* _PROBLEM DESCRIPTION_
Check each line of the data below for the word "positive". How many lines have it? Answer with the number alone.

====== PROVIDED INFORMATION ======

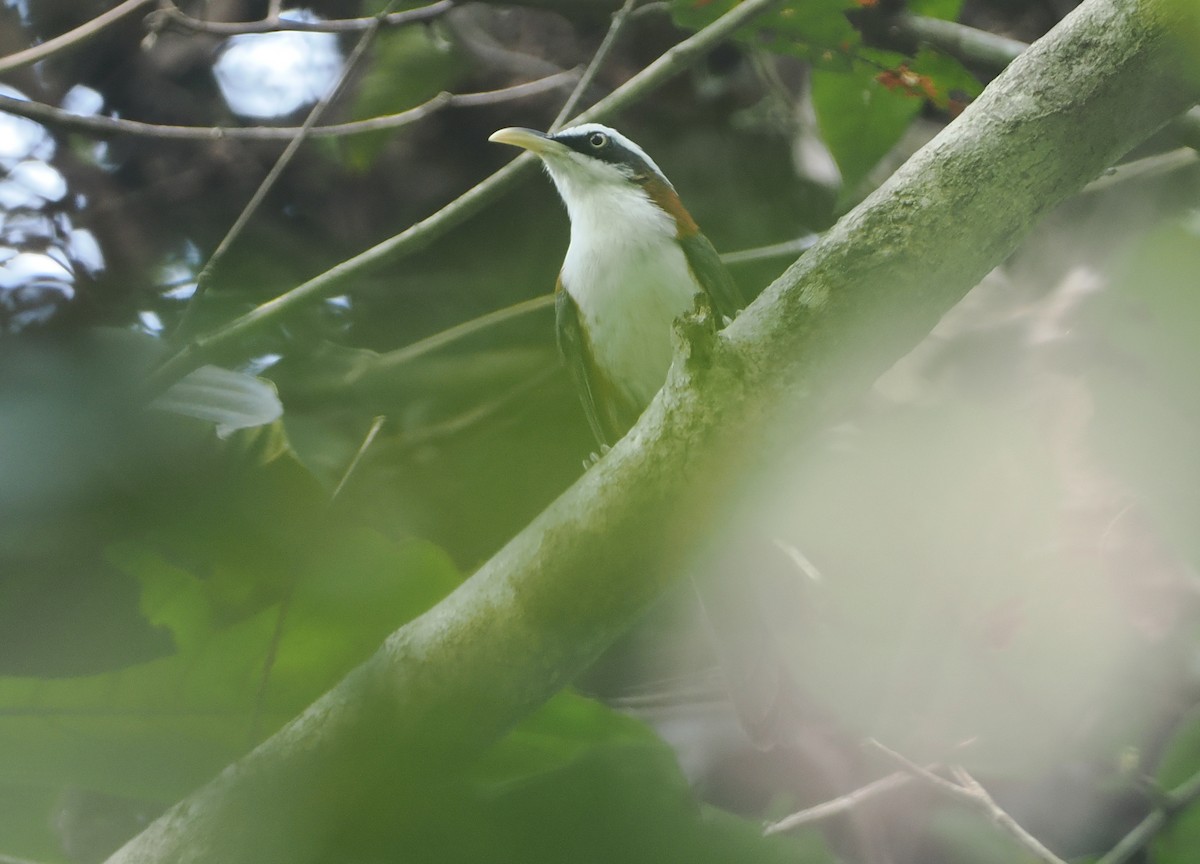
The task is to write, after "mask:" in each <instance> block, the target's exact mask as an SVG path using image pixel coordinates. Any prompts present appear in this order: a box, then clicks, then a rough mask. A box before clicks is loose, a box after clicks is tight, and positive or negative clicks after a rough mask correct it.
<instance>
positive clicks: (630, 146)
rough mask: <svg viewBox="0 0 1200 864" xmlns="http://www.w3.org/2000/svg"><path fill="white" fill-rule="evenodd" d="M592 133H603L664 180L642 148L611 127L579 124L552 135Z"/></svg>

======
====== PROVIDED INFORMATION ======

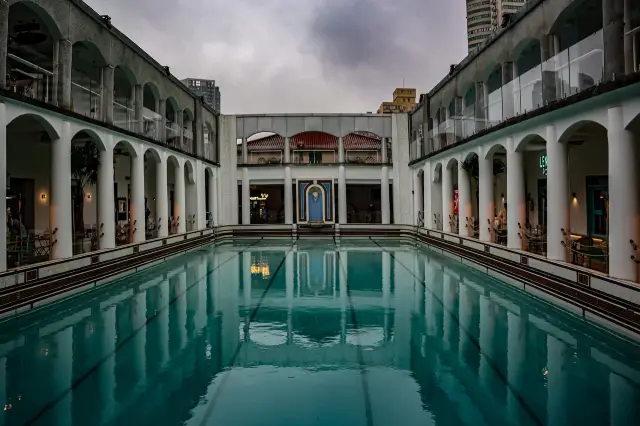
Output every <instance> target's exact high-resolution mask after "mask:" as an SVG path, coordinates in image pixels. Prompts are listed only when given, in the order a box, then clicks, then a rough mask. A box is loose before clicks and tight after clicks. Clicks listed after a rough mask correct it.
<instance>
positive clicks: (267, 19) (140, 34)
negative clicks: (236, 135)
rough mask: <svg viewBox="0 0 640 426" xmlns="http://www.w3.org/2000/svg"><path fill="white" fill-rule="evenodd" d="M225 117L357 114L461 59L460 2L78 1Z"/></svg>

======

* _SOLUTION TO THIS EXERCISE_
3